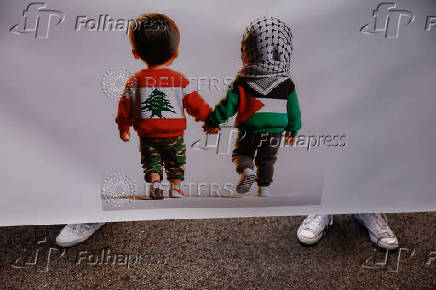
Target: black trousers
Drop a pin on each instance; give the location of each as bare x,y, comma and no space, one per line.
260,150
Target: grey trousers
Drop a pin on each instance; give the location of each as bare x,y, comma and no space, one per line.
260,150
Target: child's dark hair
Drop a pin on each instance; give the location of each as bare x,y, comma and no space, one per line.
154,37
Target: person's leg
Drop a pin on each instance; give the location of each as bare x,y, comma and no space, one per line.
243,156
313,227
174,159
74,234
152,165
268,147
379,231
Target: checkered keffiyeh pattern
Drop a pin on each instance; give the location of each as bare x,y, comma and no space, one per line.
266,52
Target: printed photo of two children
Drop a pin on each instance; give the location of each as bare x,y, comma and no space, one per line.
155,111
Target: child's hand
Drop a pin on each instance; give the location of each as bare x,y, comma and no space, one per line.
125,135
289,140
209,130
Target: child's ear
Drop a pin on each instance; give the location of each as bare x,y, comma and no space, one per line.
135,55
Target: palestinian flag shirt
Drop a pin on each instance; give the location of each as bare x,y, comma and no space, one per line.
154,103
275,112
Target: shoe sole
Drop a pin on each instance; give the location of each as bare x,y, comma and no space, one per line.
309,241
245,185
156,194
373,238
71,244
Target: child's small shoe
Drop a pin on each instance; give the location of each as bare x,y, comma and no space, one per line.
263,191
248,176
156,191
175,191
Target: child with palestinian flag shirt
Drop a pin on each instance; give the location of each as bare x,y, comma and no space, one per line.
264,98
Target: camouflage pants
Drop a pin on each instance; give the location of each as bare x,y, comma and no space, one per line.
159,153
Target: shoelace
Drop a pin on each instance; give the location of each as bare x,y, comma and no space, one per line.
309,224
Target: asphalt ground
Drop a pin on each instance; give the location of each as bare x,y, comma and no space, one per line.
243,253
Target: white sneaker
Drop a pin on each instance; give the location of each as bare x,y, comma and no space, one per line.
379,231
263,191
313,227
175,191
155,190
248,176
74,234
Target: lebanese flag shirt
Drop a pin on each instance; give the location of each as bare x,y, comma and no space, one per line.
154,103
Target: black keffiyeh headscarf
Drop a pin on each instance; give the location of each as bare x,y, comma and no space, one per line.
266,52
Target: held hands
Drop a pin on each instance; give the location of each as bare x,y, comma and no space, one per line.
209,130
125,135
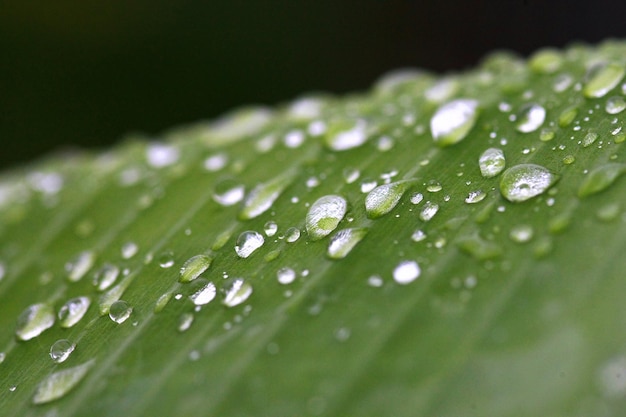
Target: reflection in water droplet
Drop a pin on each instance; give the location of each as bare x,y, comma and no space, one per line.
73,311
34,320
120,311
61,350
406,272
324,216
522,182
452,122
58,384
248,242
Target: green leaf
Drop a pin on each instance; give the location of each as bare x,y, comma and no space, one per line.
406,251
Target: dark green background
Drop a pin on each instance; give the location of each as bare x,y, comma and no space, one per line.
83,73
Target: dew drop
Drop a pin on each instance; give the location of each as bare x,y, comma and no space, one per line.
491,162
324,216
237,293
61,350
34,320
194,267
79,265
406,272
601,178
530,118
382,199
73,311
452,122
522,182
248,242
120,311
342,242
58,384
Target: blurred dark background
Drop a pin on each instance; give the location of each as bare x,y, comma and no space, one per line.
83,73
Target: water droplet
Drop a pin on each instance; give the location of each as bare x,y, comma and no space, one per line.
342,135
382,199
604,80
194,267
406,272
324,216
522,182
58,384
428,211
530,118
79,265
286,275
248,242
261,198
237,293
105,276
521,233
120,311
34,320
475,197
129,249
73,311
452,122
600,178
204,295
342,242
61,350
491,162
228,192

----------

**WRITTEN EXERCISE**: Turn every line of the records into a JSON list of strings, one string per line, skipping blank lines and leaving out the pictures.

**EXPECTED ANSWER**:
[
  "Target: black trousers",
  "Drop a pin on each instance; give the location of each as bare x,y, comma and no space, one per line.",
  "260,150",
  "Target: grey trousers",
  "Drop a pin on each instance; give the location of each as bare x,y, comma and no space, one per line.",
  "260,150",
  "Target: child's dark hair",
  "Drop a pin on each instance; give the location of each as bare x,y, comma and no space, one per line.",
  "154,37",
  "Target: person's leg",
  "Drop a pin on each instance; give the location of each as bare x,y, comma and no space, one per line.",
  "243,156",
  "313,227",
  "174,159",
  "74,234",
  "152,165",
  "268,147",
  "379,231",
  "Target: checkered keffiyeh pattern",
  "Drop a pin on each instance; give the location of each as bare x,y, comma and no space, one per line.",
  "266,52",
  "Target: printed photo of two children",
  "Drop a pin on each instance; give the location of each as bare x,y, comma and no space, one per line.",
  "155,111",
  "Target: child's hand",
  "Drop a pin on each instance; give the location of each as bare x,y, comma and no space, one per line.",
  "125,135",
  "289,140",
  "209,130",
  "Target: child's ear",
  "Drop a pin on each instance; give the location of each as bare x,y, comma and no space, one per line.",
  "135,55",
  "Target: palestinian flag shirt",
  "Drop a pin on each instance; give the location of each as bare x,y, comma and no space, one per line.",
  "154,103",
  "275,112",
  "Target: shoe sole",
  "Drop a pin on each instance; give the location of each as bare x,y, comma and no space, one per line.",
  "309,241",
  "245,185",
  "156,194",
  "373,238",
  "71,244",
  "Target: child's small shoe",
  "Drop a pin on each instance; give the location of each as bare x,y, comma and no space, one per line.",
  "263,191",
  "248,176",
  "156,191",
  "175,191",
  "Target: child with palestinian flag shirt",
  "Drop a pin on each instance; give the location of each as bare x,y, comma and no space, one per line.",
  "264,98",
  "Target: camouflage pants",
  "Drop a pin on each instance; give the location of each as bare x,y, comma and no space, one per line.",
  "159,153",
  "Target: shoelace",
  "Drop a pin on each instance; give the location of each as bare x,y, comma and no space, one per line.",
  "309,224",
  "Target: asphalt ground",
  "Drop a pin on each instance; give the location of each as bare x,y, comma and no space, one per line.",
  "243,253",
  "Target: white sneaker",
  "Drop a pin on each instance; give the location of each as bare x,y, comma and no space, one per line.",
  "379,231",
  "263,191",
  "313,227",
  "175,191",
  "155,190",
  "248,176",
  "74,234",
  "Target: lebanese flag shirt",
  "Drop a pin on each instance; give the location of each as bare x,y, comma and no space, one per line.",
  "154,103",
  "Target: black keffiyeh headscarf",
  "Drop a pin on each instance; give the location of each as bare x,y, comma and no space, one per line.",
  "266,52",
  "Target: held hands",
  "Drop a pin on each instance; give the location of each as bare x,y, comma and no space, one per line.",
  "209,130",
  "125,135",
  "Target: reflection in water droplet",
  "Drop a pin on each instance; give the location of each as bare x,y, comma and no space, one per line.",
  "73,311",
  "34,320",
  "120,311",
  "61,350",
  "406,272",
  "324,216",
  "522,182",
  "452,122",
  "58,384",
  "248,242",
  "Target: green leaf",
  "Drop a pin on each instance; give the location of each as bare x,y, comma and no space, one per line.",
  "406,251",
  "Target: dark green background",
  "Drop a pin on each instance; give the location of each as bare x,y, comma and no space, one per line.",
  "83,73",
  "Target: dew drop",
  "Drop a pin on each instance; give the location of each as bare x,y, comma and no space, one per line.",
  "491,162",
  "324,216",
  "237,293",
  "61,350",
  "34,320",
  "194,267",
  "79,265",
  "406,272",
  "601,178",
  "530,118",
  "382,199",
  "73,311",
  "452,122",
  "522,182",
  "248,242",
  "120,311",
  "342,242",
  "58,384",
  "Target: blurred dark background",
  "Drop a pin on each instance; give the location of each as bare x,y, comma and no space, one per line.",
  "83,73",
  "Target: water droplet",
  "Drop a pin on each instance; give the location of each as bare x,y, comma and no space, one per line.",
  "342,135",
  "382,199",
  "604,80",
  "194,267",
  "406,272",
  "324,216",
  "522,182",
  "58,384",
  "428,211",
  "530,118",
  "79,265",
  "286,275",
  "248,242",
  "261,198",
  "237,293",
  "105,276",
  "521,233",
  "120,311",
  "34,320",
  "475,197",
  "129,249",
  "73,311",
  "452,122",
  "600,178",
  "204,295",
  "342,242",
  "61,350",
  "491,162",
  "228,192"
]